- **PROBLEM DETAILS**
Repeat the records below word for word, but start at the line that contains "Expected behaviour: the pointer locates the white suv", stop after the last line, and include nothing else.

- **DATASET ROWS**
_____
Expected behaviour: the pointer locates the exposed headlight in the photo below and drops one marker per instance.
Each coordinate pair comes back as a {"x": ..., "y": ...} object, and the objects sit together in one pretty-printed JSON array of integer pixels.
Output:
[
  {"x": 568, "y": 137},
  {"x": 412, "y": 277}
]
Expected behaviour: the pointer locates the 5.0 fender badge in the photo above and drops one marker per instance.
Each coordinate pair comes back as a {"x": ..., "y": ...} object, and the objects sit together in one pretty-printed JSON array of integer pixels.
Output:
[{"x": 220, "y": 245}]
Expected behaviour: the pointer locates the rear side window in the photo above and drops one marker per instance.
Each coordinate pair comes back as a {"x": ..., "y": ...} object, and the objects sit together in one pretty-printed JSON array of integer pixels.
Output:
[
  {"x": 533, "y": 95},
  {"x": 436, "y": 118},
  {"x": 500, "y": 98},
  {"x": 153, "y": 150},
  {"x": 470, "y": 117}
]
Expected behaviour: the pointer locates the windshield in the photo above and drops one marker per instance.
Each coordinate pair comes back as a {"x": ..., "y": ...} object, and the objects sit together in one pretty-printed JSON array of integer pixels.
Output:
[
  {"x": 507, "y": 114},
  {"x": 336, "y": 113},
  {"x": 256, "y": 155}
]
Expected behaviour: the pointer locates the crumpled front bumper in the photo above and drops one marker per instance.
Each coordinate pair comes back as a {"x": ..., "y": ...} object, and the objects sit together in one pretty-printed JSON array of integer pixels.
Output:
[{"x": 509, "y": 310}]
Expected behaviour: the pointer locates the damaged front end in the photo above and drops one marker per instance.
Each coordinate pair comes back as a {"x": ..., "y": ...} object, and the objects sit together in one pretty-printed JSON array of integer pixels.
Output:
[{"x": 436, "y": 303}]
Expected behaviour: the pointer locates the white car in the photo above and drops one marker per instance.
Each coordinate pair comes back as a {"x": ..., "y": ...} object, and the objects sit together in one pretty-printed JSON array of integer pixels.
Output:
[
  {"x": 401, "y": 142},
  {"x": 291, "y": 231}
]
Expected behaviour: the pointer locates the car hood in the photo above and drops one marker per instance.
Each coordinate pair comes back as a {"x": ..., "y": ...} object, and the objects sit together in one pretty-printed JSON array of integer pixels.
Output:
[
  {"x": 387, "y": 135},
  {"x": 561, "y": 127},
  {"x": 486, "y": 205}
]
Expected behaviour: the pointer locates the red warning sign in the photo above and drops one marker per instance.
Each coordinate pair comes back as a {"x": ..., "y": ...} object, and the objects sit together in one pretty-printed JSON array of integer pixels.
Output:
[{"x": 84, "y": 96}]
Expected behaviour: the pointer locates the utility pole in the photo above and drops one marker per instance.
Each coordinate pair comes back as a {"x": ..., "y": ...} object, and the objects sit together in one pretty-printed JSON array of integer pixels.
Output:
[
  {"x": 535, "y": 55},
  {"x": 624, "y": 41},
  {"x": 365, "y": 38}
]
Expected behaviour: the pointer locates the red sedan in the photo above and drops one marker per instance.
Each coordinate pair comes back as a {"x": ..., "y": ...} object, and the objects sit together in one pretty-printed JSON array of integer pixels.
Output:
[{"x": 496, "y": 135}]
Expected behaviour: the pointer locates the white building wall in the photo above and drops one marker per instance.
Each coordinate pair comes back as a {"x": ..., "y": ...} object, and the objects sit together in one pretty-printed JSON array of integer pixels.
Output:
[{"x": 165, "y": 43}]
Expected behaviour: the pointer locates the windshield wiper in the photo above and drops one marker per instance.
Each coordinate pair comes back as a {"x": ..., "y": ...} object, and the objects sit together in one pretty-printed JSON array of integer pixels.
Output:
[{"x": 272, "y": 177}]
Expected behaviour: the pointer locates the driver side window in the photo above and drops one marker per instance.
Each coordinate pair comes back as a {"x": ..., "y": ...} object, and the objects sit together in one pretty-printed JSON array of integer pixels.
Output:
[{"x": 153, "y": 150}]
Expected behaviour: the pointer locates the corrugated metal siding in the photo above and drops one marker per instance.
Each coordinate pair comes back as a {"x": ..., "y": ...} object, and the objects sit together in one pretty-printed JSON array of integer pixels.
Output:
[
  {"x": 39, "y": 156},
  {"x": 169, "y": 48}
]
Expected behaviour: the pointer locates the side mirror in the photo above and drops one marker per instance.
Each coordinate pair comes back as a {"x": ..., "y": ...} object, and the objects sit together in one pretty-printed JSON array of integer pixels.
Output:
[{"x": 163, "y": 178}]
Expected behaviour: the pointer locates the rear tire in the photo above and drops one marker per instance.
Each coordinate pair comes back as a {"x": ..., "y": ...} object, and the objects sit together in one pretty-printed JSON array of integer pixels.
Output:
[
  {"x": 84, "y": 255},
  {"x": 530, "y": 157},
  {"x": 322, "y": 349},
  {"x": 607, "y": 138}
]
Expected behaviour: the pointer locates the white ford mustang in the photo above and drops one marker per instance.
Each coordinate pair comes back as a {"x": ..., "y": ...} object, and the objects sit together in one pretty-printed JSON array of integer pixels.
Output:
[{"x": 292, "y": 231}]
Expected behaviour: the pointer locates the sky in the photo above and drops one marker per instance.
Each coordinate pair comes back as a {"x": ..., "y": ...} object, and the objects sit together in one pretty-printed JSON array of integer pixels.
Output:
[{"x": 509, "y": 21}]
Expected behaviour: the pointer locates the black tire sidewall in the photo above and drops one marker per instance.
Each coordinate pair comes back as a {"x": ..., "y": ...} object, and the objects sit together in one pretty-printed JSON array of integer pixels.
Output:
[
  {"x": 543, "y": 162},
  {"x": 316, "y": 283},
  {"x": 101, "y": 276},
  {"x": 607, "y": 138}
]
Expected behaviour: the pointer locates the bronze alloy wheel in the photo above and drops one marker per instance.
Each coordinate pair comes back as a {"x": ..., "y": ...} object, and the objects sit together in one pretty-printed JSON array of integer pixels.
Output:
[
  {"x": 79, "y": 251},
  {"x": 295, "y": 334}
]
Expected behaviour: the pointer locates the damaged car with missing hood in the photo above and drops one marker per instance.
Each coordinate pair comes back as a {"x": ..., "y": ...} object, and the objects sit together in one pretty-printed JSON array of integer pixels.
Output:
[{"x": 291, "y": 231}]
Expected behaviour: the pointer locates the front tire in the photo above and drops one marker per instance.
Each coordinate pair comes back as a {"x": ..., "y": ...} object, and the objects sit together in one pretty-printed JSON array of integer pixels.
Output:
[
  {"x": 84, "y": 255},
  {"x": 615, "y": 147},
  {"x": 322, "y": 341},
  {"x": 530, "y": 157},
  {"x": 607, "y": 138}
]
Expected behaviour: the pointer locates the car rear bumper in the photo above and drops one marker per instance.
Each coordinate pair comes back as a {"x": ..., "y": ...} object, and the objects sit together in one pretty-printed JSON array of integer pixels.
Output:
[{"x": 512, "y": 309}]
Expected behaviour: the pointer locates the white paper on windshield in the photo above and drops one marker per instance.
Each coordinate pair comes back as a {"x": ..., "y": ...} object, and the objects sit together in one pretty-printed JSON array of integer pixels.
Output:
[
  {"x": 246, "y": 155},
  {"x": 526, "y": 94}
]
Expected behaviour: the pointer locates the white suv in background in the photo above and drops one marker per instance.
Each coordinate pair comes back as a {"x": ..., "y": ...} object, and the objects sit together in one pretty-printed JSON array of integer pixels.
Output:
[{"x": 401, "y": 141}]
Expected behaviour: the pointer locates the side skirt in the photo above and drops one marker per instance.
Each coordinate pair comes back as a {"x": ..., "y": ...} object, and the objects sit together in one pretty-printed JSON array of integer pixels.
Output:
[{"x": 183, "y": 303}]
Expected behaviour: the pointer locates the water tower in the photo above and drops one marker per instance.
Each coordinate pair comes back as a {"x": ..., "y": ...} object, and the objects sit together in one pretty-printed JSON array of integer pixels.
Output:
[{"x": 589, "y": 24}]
_____
- **FINAL RESULT**
Expected behaviour: the pointer locates the white suv in background in the photo above and drops one marker per instance.
Each coordinate pair comes back as a {"x": ..., "y": ...} object, and the objects sit together in one pretty-printed JSON array of integer pixels.
Output:
[{"x": 401, "y": 141}]
Expected behaviour: the pointer locates the side skirt in the photo above and drops one marker per instance.
Each coordinate pair comes back as a {"x": ..., "y": ...} object, and the objects sit together in one pretty-printed JSON array of integer pixels.
Output:
[{"x": 183, "y": 303}]
Expected behaviour: the pointer locates the water tower in the photo above and drops one marker per instance.
Each coordinate pair comes back as a {"x": ..., "y": ...} object, and the objects sit together in one pretty-printed JSON array of integer pixels.
Output:
[{"x": 589, "y": 24}]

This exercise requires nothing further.